Prompt 1: Edit the post on lab automation and staffing from "Accommodating the varied" to "of their skills.", and put "staggering" in place of "daunting".
Prompt 2: Which percentages does the post on lab automation and staffing cite?
Prompt 3: Write the next part of the post on lab automation and staffing, starting after its last sentence.

Excerpt provided:
------
POSTED BY Rapid Micro Biosystems | 5 minute read

The easiest way to hold on to valued employees? Set them free.

Recently a recruitment email turned up in our inbox that captured the staffing dilemma facing many RMB customers. A nearby firm was seeking technical professionals with a chemistry or biomedical science degree, strong data mining and analytic skills, plus knowledge of biopharma manufacturing … all for an hourly-wage position in data entry. Small wonder that so many life science firms struggle to find and keep employees!

Wherever thriving biopharma hubs spring up, you’ll find companies competing for the same limited pool of skilled workers. Turnover is typically high, as are the pressures to deliver safe products while controlling costs. According to Today’s Clinical Lab, 72% of lab professionals said their facilities were understaffed, with 44% saying that they were unsatisfied in their role. And these professionals have plenty of options. Demand for microbiologists, for example, is expected to grow 9% this decade by the U.S. Bureau of Labor Statistics.

Accommodating the varied priorities of management, labor, markets, and public health is no easy challenge. In fact, it is nearly impossible, so long as labs try to meet today’s microbial quality control (MQC) standards with traditional compendial methods.

A single drug production facility might conduct anywhere from ten thousand to a million or more MQC tests annually. Despite this daunting workload, the great majority of QC Micro labs still ask their people to manually collect samples, physically transport them, scrawl on labels with a marker, visually inspect media plates, and record their counts for thousands of plates by hand. Result: disenchanted employees straining to keep up in a high-pressure, high-stakes workplace that doesn’t always make the best use of their skills.

Over the years we have demonstrated how our Growth Direct® System automates the compendial process – delivering faster results at higher testing throughputs, increasing accuracy by virtually eliminating human error, meeting stringent data integrity requirements, and optimizing process efficiency through the prevention of contamination, waste, and overproduction.

Yet there are other, subtler benefits to automation as well.
------
Stored data entries:
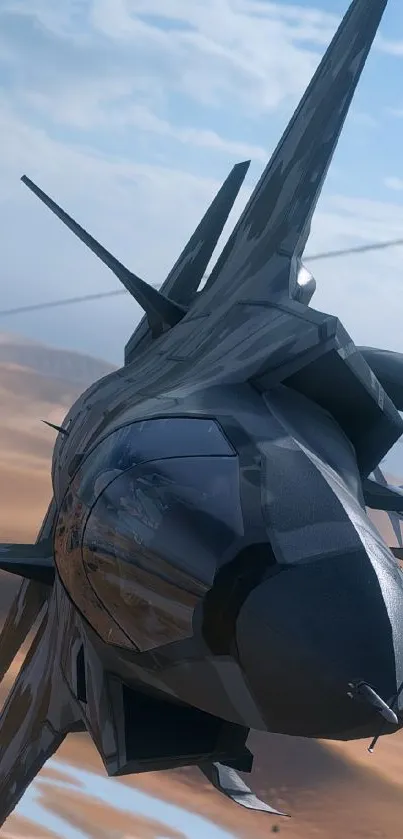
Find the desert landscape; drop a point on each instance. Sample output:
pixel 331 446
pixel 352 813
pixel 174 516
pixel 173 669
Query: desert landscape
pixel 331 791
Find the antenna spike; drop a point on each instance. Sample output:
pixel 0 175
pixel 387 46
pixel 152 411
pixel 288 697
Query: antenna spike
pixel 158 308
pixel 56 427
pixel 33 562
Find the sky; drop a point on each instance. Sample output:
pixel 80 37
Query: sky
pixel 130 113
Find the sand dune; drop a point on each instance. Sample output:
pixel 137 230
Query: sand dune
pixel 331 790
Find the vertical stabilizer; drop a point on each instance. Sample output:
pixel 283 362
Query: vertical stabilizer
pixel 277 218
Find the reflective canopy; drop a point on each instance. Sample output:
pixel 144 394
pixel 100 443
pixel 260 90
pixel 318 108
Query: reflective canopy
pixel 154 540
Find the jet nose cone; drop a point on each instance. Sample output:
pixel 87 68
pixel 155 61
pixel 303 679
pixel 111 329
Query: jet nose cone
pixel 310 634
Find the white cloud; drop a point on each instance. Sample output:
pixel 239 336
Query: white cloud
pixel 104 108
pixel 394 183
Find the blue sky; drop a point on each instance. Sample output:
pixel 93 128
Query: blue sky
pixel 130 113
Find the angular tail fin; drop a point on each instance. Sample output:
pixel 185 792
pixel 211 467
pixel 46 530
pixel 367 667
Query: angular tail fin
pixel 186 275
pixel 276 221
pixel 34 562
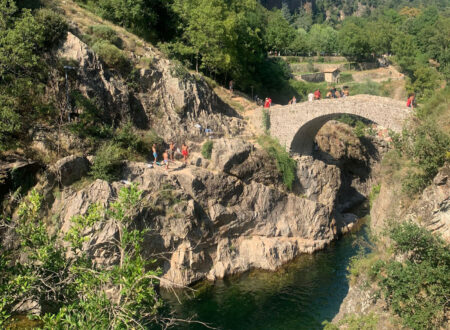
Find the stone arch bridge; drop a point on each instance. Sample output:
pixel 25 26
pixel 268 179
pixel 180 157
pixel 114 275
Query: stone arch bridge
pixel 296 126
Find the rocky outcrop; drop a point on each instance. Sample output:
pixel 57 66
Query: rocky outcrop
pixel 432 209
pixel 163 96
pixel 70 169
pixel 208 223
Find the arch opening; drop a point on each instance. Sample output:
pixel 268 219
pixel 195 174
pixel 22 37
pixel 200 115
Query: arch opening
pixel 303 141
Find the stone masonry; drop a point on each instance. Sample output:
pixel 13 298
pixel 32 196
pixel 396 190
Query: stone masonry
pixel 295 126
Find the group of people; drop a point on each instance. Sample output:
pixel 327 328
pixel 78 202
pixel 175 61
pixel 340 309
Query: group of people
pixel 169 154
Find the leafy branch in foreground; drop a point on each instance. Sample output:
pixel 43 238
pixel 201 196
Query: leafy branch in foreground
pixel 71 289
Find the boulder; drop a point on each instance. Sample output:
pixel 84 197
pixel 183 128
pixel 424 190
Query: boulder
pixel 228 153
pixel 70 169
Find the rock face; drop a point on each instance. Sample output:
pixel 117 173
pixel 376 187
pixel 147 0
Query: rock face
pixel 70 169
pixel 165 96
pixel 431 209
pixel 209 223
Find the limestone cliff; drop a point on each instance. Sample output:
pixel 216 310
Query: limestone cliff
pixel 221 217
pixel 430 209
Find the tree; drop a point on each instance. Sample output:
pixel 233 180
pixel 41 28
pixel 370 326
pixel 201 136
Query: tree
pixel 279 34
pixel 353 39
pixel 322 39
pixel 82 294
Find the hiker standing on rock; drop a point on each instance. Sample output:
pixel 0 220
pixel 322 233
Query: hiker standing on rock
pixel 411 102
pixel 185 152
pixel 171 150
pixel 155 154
------
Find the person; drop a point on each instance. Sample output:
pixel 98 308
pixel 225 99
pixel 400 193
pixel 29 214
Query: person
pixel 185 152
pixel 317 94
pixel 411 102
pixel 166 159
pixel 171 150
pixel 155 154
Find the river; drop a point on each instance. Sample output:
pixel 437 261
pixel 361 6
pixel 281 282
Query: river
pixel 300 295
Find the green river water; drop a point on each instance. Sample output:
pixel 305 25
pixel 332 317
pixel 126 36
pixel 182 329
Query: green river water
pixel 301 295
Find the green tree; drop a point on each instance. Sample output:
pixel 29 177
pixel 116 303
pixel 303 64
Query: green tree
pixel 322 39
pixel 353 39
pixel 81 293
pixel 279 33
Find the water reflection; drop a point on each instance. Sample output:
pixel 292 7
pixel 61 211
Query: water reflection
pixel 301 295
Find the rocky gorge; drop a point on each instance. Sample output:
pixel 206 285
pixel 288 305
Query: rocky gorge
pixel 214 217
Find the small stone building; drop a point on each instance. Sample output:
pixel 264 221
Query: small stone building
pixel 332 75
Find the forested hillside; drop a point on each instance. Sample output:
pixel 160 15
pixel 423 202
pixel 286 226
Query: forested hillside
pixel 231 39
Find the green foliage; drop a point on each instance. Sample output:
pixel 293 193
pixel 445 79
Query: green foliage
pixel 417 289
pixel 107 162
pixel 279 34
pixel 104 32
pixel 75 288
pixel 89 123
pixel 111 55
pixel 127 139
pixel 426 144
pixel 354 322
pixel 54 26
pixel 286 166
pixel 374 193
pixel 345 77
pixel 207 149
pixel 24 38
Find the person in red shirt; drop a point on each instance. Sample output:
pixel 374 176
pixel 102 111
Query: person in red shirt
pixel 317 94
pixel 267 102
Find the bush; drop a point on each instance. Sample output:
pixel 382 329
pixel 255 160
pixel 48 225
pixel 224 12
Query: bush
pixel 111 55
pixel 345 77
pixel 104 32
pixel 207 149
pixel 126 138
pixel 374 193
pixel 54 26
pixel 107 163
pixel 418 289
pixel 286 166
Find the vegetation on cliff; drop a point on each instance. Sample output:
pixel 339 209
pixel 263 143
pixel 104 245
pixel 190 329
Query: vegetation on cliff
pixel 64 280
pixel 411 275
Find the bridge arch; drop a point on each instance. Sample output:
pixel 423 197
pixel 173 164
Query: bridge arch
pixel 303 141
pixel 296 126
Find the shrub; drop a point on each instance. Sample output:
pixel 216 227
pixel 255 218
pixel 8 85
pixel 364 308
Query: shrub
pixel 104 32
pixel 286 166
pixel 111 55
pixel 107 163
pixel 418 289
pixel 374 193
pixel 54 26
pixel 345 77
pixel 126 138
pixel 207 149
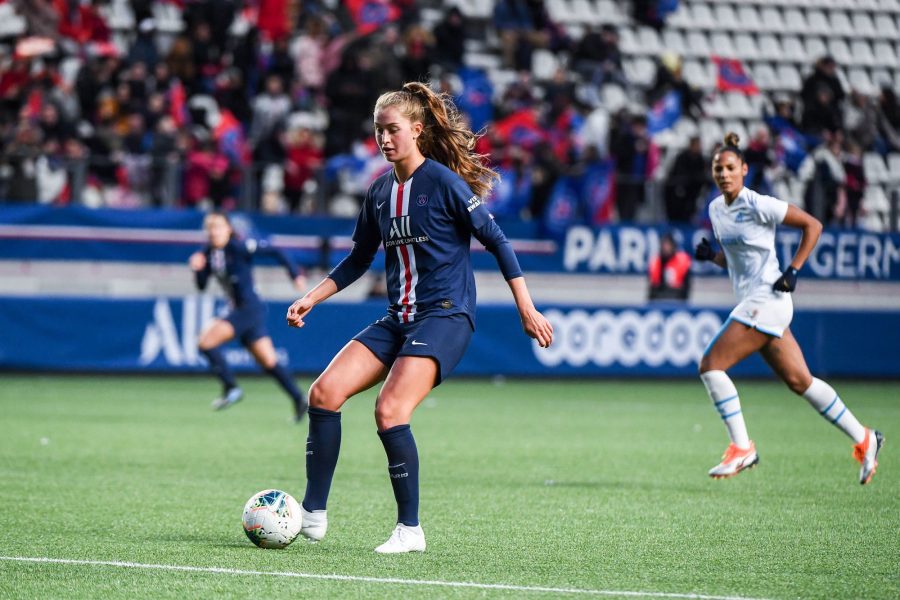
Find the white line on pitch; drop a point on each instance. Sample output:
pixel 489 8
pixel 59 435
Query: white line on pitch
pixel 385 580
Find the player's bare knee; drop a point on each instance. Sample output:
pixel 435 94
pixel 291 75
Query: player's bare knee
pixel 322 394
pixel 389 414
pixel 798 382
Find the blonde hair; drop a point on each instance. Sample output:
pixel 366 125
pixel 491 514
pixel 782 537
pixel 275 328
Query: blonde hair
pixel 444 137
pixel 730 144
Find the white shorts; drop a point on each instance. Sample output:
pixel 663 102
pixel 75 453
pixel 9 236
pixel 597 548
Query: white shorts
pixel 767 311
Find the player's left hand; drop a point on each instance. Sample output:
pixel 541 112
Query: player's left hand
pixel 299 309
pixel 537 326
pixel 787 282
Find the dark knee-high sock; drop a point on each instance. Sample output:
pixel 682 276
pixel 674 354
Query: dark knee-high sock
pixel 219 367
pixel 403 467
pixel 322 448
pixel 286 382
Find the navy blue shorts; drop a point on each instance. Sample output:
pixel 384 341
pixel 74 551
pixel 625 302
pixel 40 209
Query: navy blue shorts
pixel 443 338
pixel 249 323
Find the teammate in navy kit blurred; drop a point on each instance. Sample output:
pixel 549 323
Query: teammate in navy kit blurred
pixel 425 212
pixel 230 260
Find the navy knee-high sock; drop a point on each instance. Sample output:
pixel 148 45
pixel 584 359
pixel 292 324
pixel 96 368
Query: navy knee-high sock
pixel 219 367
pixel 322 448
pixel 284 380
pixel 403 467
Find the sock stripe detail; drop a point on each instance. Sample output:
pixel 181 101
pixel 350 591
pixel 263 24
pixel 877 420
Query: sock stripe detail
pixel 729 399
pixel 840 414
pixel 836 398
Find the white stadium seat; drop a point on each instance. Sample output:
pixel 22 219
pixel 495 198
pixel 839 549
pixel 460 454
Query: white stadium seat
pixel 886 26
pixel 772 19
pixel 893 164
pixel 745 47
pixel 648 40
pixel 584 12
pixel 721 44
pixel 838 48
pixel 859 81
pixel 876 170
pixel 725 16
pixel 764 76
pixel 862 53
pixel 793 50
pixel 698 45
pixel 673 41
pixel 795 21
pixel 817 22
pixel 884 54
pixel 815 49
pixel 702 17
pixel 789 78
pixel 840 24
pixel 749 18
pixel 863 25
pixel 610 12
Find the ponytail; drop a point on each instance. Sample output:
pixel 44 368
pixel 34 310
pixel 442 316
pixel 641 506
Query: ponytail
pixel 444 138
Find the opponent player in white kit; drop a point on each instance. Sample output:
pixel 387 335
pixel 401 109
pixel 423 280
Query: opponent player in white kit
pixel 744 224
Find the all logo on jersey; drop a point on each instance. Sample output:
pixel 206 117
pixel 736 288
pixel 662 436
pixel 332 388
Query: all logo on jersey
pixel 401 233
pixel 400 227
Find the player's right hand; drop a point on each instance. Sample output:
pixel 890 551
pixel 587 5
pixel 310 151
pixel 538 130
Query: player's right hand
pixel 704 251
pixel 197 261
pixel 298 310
------
Written response 1:
Accommodating the varied priorities of management, labor, markets, and public health is no easy challenge. In fact, it is nearly impossible, so long as labs try to meet today’s microbial quality control (MQC) standards with traditional compendial methods.

A single drug production facility might conduct anywhere from ten thousand to a million or more MQC tests annually. Despite this staggering workload, the great majority of QC Micro labs still ask their people to manually collect samples, physically transport them, scrawl on labels with a marker, visually inspect media plates, and record their counts for thousands of plates by hand. Result: disenchanted employees straining to keep up in a high-pressure, high-stakes workplace that doesn’t always make the best use of their skills.

Written response 2: 72%, 44%, 9%

Written response 3:
In countless discussions, companies big and small have shared their workforce concerns with us. These pain points aren’t always as easy to isolate as throughput or time-to-result, but they have a powerful and often cyclical effect on many QC Micro labs. They include:

  • Lagging productivity due to repetitive manual tasks and unnecessary investigations
  • Lack of motivation, leading to additional errors and costs
  • Departure of skilled microbiologists weary of routine sample collection and analysis
  • Spiraling recruitment and training costs for replacements
  • Heavy workloads for supervisors pressed into service onboarding hires and investigating newcomer errors, often resulting in burnout and still more departures

Even before Covid-19, biopharma manufacturers were expanding the search for trained, quality staff. This trend is continuing and will likely accelerate. So, how do you retain and grow talent? Use automation to empower them – supporting and freeing your QC Micro staff to do the higher value tasks that lead not only to continuous improvements, but to personal satisfaction.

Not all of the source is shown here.